GIVEN TEXT:
----------------

2. The system according to claim 1, wherein the label encoder obtains a fixed-sized encoding vector (el) by performing a dimension-wise max-pooling over the hidden state sequences.

3. The system according to claim 1, wherein the label encoder obtains an eventual embedding (cl=el∥gl) of the code l by concatenating the fixed-sized encoding vector (el) with an ICD tree hierarchy (gl) which is the embedding of the code l produced by a graph encoding network.

4. The system according to claim 3, wherein the eventual embedding (cl) comprises a latent semantics of the description (in el) and the ICD tree hierarchy (in gl).

5. The system according to claim 1, wherein the binary code classifier is encoded by a graph gated recurrent neural networks (GRNN).

6. A method for classifying a plurality of clinical records into International Classification of Diseases (ICD) codes, the method comprising steps of:

generating, by one or more processors, one or more synthetic features corresponding to one or more ICD code descriptions through a generator (G);

extracting, by the processors, one or more real latent features from a plurality of clinical documents and generating one or more real features by training a plurality of generative adversarial networks (GANs) through a feature extractor, wherein the generator (G) generates synthesized features after the GANs are trained and calibrates a binary code classifier with the real latent features generated by the feature extractor for a low-shot ICD code l, wherein the GANs improve the low-shot ICD code l by generating a plurality of pseudo data examples in a latent feature space of the clinical documents for the low-shot ICD codes 1, wherein the generator (G) generates one or more code-specific latent features conditioned on a textual description of each ICD code descriptions by using a Wasserstein GAN with gradient penalty (WGAN-GP), wherein the Wasserstein GAN with gradient penalty (WGAN-GP) generates a latent feature vector (f);

distinguishing, by the processors, between the synthesized features generated by the generator (G) and the real features generated by the feature extractor and determining whether the features are the real features generated by the feature extractor or the synthetic features generated by the generator (G) through a discriminator (D);

encoding, by the processors, a sequence of a plurality of keywords in the ICD code description into a sequence of one or more hidden state sequences by using a long short-term memory (LSTM) through a label encoder; and

reconstructing, by the processors, the keywords extracted from the clinical documents associated with a code l for ensuring the latent feature vector (f) captures a semantic meaning of a code l through a keywords reconstructor.

7. The method according to claim 6 comprising a step of obtaining, by the processors, a fixed-sized encoding vector (el) by performing a dimension-wise max-pooling over the hidden state sequences through the label encoder.

8. The method according to claim 6 comprising a step of obtaining, by the processors, an eventual embedding (cl=el∥gl) of the code l by concatenating the fixed-sized encoding vector (el) with an ICD tree hierarchy (gl) which is the embedding of the code l produced by a graph encoding network through the label encoder.

9. The method according to claim 8, wherein the eventual embedding (cl) comprises a latent semantics of the description (in el) and the ICD tree hierarchy (in gl).

10. The method according to claim 6, wherein the binary code classifier is encoded by a graph gated recurrent neural networks (GRNN).

----------------

PROMPT 1:
Write out the stretch of the ICD coding claims from "reconstructing, by the" through "a keywords reconstructor.".
PROMPT 2:
Answer these questions from the ICD coding claims.
(a) What is used through the label encoder to encode the ICD code description keywords into hidden state sequences?
(b) What operation over the hidden state sequences gives the fixed-sized encoding vector (el)?
(c) By what is the binary code classifier encoded?

----------------

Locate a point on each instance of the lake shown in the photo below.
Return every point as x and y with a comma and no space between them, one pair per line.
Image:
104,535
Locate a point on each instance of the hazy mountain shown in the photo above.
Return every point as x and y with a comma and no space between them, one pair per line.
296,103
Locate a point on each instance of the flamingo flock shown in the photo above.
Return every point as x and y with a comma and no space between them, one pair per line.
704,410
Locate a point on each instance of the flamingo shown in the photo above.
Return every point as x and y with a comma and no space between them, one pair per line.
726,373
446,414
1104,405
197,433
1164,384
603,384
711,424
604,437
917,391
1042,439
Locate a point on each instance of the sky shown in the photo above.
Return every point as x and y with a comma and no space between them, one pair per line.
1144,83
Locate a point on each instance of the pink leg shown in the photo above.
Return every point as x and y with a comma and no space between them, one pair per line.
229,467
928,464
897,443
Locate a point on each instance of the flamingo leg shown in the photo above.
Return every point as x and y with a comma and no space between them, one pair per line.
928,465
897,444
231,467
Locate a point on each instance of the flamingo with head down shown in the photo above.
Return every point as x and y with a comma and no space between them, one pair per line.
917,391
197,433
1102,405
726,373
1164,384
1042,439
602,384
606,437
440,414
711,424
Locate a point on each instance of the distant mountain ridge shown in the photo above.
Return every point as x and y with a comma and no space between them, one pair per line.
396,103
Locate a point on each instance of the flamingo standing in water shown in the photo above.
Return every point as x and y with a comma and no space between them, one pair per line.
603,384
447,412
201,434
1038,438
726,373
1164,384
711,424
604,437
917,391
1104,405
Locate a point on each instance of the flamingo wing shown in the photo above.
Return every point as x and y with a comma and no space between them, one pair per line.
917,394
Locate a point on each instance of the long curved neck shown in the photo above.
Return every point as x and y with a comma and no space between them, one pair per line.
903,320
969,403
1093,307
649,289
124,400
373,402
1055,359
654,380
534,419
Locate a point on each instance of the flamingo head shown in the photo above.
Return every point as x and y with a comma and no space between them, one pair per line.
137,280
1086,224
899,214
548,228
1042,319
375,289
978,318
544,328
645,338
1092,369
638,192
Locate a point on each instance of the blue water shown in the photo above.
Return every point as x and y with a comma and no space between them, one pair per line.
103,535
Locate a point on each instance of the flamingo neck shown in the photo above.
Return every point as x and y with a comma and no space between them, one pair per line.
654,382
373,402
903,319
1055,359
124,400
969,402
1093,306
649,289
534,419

----------------

WRITTEN REPLY 1:
reconstructing, by the processors, the keywords extracted from the clinical documents associated with a code l for ensuring the latent feature vector (f) captures a semantic meaning of a code l through a keywords reconstructor.

WRITTEN REPLY 2:
(a) A long short-term memory (LSTM).
(b) A dimension-wise max-pooling.
(c) A graph gated recurrent neural networks (GRNN).